• **PROVIDED PASSAGE**
= = =

However, we perceive no similar reason here to limit the ordinary rule that a producer
may choose its own distributors. (Albrecht v. Herald Co. (1968) 390 U.S. 145, 150,
overruled on other grounds by State Oil Co. v. Khan (1997) 522 U.S. 3.) Freeman's
complaint did not allege that acting as a service center is so essential to her business that she
cannot compete as a real estate agent unless she is appointed as a service center. In Palsson,
the court examined whether the association could limit admission to only those agents who
were primarily engaged in the business of selling real estate. Palsson observed at page 938
that:
"The 'primarily engaged' rule is sometimes justified on the grounds that the board has the right
to choose its own members. It has never been the law in California that a voluntary
association may be forced to open its membership rolls to all who apply. On the other hand,
when membership in an association is a practical economic necessity, judicial review is
available to examine bases for exclusion from membership. [Citations.] In the case at bar, . .
. membership in the Marin County Board of Realtors must be termed a practical economic
necessity for real estate salesmen. As noted above, without membership in the board, a
salesman is denied employment with 75 percent of the residential real estate brokers in the
county and a subsequent reasonable opportunity to earn a livelihood in real estate. The
economic benefits of membership mandate that exclusion be subject to judicial review." (Fn.
omitted.)

Palsson's rationale demonstrates the inapplicability of the denial of access cases to
Freeman's group boycott claim. These cases do not stand for the proposition that Sandicor
must appoint as service centers whomever applies or confront antitrust liability under a group
boycott theory. Unlike the denial of access cases, there is no similar practical economic
necessity that Freeman act as a service center. Because Freeman cites no pertinent authority
that an antitrust group boycott claim arises whenever a producer refuses to grant a new
franchise to an applicant, we conclude Freeman's group boycott claim was properly rejected.
D. Excessive Prices Do Not Violate Antitrust Laws
Freeman's final antitrust claim contends that because Sandicor's monthly fee for access to
the MLS is more than some brokers can afford, Sandicor has violated the antitrust laws by
pricing these brokers out of the market and thereby unreasonably restrained trade by limiting
the pool of competing brokers.
Freeman's contention is based on the Palsson language that an MLS may not exclude
nonmembers from its service but may charge nonmembers "a reasonable fee for use of the
service consistent with the per-capita costs of operation." (Palsson, supra, 16 Cal.3d at p.
940.) Although the courts have recognized this language was dicta (see Feldman v.
Sacramento Board of Realtors, supra, 119 Cal.App.3d at p. 747), Freeman argues Palsson
and its progeny have imposed judicial price controls on the fees that an MLS may charge.
From this premise, Freeman argues she has pleaded a claim for antitrust violations by alleging
that the amounts charged by Sandicor are unreasonable and operate to restrain competition.

= = =

• **GIVEN DATA**
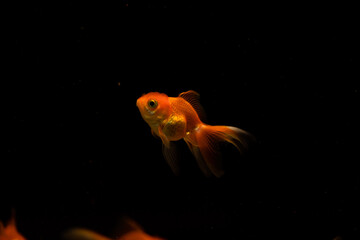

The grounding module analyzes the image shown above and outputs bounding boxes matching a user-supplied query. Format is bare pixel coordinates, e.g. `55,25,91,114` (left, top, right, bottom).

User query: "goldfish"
136,90,254,177
0,215,26,240
63,219,165,240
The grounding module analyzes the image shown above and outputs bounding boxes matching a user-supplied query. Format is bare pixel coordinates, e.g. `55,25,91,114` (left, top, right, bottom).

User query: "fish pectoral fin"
151,129,159,139
179,90,206,121
162,142,180,176
158,126,170,147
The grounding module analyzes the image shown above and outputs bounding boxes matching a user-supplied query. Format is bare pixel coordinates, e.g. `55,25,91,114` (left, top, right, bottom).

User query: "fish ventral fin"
179,90,206,121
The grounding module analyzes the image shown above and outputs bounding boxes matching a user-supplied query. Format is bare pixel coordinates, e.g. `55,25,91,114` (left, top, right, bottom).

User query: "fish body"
136,90,251,177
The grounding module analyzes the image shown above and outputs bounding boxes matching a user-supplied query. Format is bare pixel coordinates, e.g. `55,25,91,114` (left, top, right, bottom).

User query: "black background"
0,2,360,240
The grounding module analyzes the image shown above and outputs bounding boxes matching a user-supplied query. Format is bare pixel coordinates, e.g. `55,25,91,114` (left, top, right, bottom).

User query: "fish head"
136,92,170,126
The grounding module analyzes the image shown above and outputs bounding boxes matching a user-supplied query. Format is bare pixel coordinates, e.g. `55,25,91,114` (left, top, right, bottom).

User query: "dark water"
0,3,360,240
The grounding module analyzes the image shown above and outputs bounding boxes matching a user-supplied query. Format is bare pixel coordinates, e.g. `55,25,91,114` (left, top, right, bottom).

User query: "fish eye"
148,99,157,108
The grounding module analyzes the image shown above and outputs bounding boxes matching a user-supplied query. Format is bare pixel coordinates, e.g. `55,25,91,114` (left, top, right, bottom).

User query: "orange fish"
136,90,252,177
0,215,26,240
64,219,165,240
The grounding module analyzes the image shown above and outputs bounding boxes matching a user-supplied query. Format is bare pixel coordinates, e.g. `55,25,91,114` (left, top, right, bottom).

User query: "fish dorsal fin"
179,90,206,121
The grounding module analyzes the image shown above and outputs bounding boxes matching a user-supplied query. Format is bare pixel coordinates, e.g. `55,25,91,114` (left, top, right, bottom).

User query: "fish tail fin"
62,228,111,240
195,124,253,177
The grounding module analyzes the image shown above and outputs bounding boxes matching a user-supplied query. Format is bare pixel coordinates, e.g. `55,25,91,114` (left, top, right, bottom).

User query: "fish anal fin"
0,221,5,236
162,142,180,176
179,90,206,121
185,140,212,177
63,228,111,240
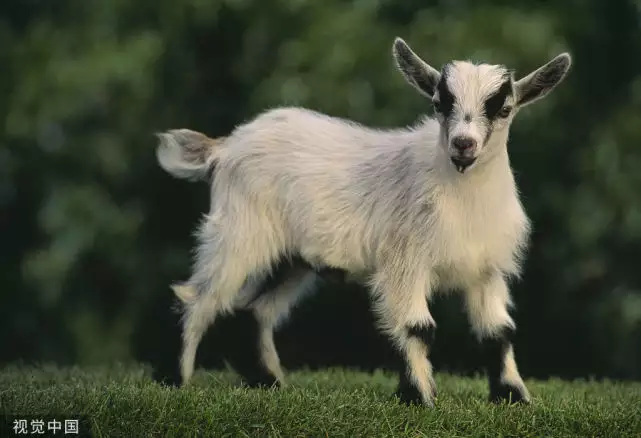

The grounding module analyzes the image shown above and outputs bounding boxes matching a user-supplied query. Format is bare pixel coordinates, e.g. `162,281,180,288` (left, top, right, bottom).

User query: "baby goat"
157,38,571,405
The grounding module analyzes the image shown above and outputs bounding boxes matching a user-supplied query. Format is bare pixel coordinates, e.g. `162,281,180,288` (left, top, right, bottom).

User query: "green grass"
0,367,641,437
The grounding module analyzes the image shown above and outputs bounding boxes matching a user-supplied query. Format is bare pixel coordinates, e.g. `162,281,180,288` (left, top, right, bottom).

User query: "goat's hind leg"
232,261,317,387
174,223,272,385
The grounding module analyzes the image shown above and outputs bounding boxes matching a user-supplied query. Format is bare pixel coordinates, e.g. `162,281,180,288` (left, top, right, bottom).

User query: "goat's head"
393,38,572,173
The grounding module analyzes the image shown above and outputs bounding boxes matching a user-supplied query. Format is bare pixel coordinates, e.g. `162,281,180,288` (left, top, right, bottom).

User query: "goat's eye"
499,106,512,119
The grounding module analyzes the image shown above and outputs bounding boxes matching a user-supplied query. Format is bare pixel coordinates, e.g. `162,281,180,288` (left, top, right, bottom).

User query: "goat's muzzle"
450,156,476,173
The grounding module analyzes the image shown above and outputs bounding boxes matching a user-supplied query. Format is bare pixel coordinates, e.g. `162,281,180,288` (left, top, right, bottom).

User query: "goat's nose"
452,137,476,152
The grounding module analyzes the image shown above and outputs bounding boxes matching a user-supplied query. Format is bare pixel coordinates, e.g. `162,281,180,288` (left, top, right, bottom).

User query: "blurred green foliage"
0,0,641,378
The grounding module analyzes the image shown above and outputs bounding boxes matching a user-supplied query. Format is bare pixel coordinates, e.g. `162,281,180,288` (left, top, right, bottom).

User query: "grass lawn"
0,367,641,437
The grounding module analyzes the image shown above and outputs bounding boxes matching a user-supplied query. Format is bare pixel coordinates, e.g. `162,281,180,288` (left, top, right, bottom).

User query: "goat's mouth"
450,157,476,173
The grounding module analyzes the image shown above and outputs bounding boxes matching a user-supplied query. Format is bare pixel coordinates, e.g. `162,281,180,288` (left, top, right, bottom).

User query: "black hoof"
151,369,182,388
394,382,436,407
489,383,530,405
242,377,281,389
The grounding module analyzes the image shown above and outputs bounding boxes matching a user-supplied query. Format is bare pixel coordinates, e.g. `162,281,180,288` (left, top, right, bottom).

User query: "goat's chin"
450,157,477,173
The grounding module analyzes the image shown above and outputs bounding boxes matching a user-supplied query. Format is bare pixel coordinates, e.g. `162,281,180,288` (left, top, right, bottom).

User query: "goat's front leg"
372,275,436,406
465,273,530,403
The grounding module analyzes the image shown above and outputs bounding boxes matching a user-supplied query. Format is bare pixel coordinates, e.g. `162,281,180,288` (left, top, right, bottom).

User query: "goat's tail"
171,283,198,304
156,129,225,181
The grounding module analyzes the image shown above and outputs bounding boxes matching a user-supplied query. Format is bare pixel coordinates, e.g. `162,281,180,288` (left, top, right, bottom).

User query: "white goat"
157,38,571,405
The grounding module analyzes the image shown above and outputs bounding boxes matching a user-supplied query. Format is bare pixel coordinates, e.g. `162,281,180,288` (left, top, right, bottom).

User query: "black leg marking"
221,309,279,388
407,325,436,347
394,325,436,405
482,327,526,403
227,252,345,387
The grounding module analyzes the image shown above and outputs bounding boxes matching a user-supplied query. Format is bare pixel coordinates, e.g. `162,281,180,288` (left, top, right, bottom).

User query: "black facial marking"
435,65,454,119
394,42,437,96
482,327,524,403
518,57,569,105
483,79,512,122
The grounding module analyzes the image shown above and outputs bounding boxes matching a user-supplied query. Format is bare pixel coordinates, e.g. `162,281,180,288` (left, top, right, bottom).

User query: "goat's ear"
514,53,572,106
392,38,441,98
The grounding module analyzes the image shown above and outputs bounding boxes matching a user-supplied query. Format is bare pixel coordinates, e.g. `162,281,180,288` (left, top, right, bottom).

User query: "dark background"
0,0,641,379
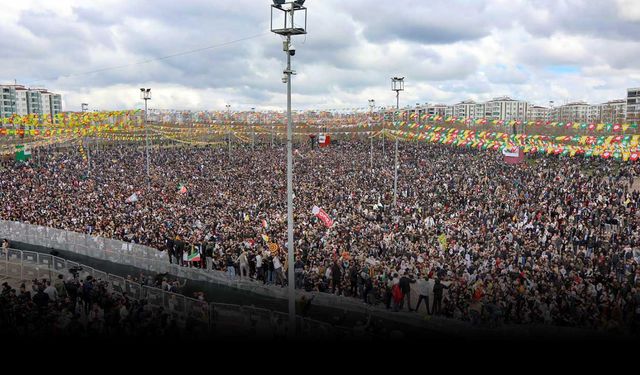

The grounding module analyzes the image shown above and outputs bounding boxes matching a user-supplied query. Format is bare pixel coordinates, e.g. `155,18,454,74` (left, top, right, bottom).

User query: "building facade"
626,87,640,122
485,96,529,121
0,85,62,118
597,99,627,124
527,104,551,121
453,100,477,117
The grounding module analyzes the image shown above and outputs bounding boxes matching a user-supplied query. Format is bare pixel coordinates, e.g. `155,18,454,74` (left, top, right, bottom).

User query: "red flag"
502,147,524,164
311,206,333,228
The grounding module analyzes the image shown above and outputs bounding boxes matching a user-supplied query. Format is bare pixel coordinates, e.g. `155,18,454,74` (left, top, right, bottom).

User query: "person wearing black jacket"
164,236,175,264
431,279,449,315
204,241,215,270
400,270,416,311
331,261,342,294
349,264,358,297
175,237,185,266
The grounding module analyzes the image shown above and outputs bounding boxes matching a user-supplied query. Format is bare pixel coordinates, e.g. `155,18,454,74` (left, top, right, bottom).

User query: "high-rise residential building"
0,85,62,118
527,104,551,121
485,96,529,121
552,102,590,122
626,87,640,122
453,100,477,117
594,99,627,124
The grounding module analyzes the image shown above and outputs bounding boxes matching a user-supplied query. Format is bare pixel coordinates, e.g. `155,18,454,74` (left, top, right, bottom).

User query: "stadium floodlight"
271,0,307,337
391,77,404,208
140,87,151,185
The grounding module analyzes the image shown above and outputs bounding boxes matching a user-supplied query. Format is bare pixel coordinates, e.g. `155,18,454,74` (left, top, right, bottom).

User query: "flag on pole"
438,233,447,251
502,147,524,164
311,206,333,228
187,249,200,262
269,242,280,256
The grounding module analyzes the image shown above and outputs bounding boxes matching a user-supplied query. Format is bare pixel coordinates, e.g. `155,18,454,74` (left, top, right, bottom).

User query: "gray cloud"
0,0,640,109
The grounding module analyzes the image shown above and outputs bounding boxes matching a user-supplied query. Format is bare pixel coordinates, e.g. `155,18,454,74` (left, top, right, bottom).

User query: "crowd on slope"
0,141,640,329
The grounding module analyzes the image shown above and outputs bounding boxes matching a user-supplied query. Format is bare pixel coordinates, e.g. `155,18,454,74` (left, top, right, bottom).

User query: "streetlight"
271,0,307,337
251,107,256,151
225,104,231,160
391,77,404,207
367,99,376,172
140,88,151,185
80,103,91,176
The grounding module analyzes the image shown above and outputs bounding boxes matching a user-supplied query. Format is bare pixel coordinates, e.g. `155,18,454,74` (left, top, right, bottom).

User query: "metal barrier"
0,220,364,340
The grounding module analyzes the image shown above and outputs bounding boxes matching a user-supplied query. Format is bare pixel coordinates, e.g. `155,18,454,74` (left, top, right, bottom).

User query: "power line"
26,33,269,86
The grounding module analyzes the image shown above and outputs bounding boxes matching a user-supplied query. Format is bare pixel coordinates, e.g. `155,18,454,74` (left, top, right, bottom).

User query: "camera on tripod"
69,266,82,279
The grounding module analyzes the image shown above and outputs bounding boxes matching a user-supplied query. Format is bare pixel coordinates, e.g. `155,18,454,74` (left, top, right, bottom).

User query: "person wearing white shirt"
415,276,431,314
44,281,58,302
256,252,264,280
273,255,284,287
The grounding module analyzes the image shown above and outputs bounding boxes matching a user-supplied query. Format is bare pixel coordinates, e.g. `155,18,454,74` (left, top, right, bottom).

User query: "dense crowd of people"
0,141,640,330
0,272,205,338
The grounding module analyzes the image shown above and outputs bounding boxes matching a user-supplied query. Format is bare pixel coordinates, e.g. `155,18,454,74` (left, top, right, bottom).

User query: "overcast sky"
0,0,640,110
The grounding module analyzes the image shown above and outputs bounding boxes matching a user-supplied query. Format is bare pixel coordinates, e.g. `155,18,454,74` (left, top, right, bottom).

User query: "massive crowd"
0,272,205,338
0,141,640,329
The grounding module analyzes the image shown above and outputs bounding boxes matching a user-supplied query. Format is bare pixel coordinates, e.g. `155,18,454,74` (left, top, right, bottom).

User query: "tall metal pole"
393,91,400,207
367,99,375,171
286,35,296,337
144,98,151,185
227,104,231,160
251,108,256,151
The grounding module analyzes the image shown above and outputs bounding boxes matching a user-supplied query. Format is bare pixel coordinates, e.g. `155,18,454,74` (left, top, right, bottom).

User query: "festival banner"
311,206,333,228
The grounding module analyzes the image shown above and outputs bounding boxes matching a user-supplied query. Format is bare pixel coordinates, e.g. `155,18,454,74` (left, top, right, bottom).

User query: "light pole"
251,107,256,151
391,77,404,207
80,103,91,177
225,104,231,160
140,87,151,186
368,99,376,173
271,0,307,337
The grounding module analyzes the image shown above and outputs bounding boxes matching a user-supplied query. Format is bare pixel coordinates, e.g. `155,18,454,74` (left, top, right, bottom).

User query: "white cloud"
0,0,640,110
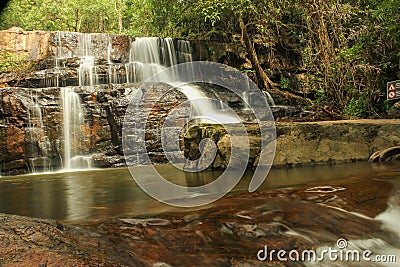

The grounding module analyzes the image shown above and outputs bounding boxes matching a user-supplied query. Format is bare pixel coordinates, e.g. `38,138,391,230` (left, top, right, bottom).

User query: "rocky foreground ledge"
0,172,399,267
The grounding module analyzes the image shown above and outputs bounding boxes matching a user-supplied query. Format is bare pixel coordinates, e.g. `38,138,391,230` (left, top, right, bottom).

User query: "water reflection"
0,162,396,221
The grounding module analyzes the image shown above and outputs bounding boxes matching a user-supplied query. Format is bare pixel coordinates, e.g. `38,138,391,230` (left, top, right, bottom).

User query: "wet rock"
388,102,400,119
185,120,400,169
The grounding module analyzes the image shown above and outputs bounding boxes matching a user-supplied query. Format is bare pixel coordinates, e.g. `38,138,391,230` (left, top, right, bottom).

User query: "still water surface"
0,162,396,222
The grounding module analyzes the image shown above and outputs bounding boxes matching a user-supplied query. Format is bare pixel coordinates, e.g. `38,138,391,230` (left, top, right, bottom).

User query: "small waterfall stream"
2,32,274,176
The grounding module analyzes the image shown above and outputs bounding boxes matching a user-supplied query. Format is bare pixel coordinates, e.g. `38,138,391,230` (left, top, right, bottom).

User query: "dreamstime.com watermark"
257,238,397,263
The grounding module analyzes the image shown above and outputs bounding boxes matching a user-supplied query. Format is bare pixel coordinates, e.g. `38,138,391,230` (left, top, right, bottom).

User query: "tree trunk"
239,16,311,104
239,16,277,89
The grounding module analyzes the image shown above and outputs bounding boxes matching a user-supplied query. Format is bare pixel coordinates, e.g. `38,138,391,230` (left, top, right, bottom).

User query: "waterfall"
61,87,91,170
26,95,51,173
78,33,99,86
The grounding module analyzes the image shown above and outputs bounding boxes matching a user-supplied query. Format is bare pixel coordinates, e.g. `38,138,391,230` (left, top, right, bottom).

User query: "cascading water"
177,84,240,123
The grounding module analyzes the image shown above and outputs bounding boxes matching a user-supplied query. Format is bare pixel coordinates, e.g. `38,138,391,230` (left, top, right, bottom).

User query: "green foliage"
0,52,27,73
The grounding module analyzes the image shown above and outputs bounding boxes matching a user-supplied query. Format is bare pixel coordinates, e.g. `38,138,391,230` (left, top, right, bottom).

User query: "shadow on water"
0,162,396,222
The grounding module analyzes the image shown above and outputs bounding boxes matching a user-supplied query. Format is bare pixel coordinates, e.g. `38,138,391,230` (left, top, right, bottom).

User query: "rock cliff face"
0,28,399,175
185,120,400,169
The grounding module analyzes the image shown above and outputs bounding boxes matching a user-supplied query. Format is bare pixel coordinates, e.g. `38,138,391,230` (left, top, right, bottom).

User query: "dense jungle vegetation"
0,0,400,117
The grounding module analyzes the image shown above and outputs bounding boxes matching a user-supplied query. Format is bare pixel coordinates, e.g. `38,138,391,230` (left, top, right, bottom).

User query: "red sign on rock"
386,80,400,100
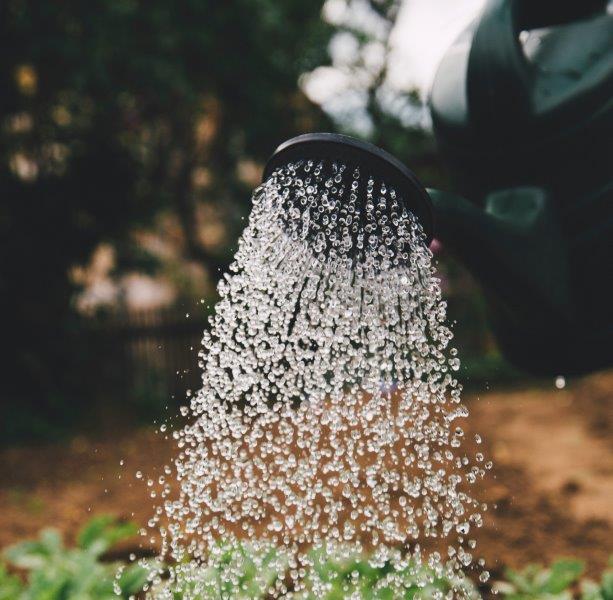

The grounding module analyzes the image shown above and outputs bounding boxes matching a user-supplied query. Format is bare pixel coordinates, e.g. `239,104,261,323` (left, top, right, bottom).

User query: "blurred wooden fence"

= = =

• **SET TASKS**
**a.** In the court opinion excerpt, what percentage of the county's residential real estate brokers would deny employment to a salesman who lacks board membership?
**b.** Reproduce everything in the court opinion excerpt from "Freeman's contention is" down to "MLS may charge.".

• **IN RESPONSE**
**a.** 75 percent

**b.**
Freeman's contention is based on the Palsson language that an MLS may not exclude
nonmembers from its service but may charge nonmembers "a reasonable fee for use of the
service consistent with the per-capita costs of operation." (Palsson, supra, 16 Cal.3d at p.
940.) Although the courts have recognized this language was dicta (see Feldman v.
Sacramento Board of Realtors, supra, 119 Cal.App.3d at p. 747), Freeman argues Palsson
and its progeny have imposed judicial price controls on the fees that an MLS may charge.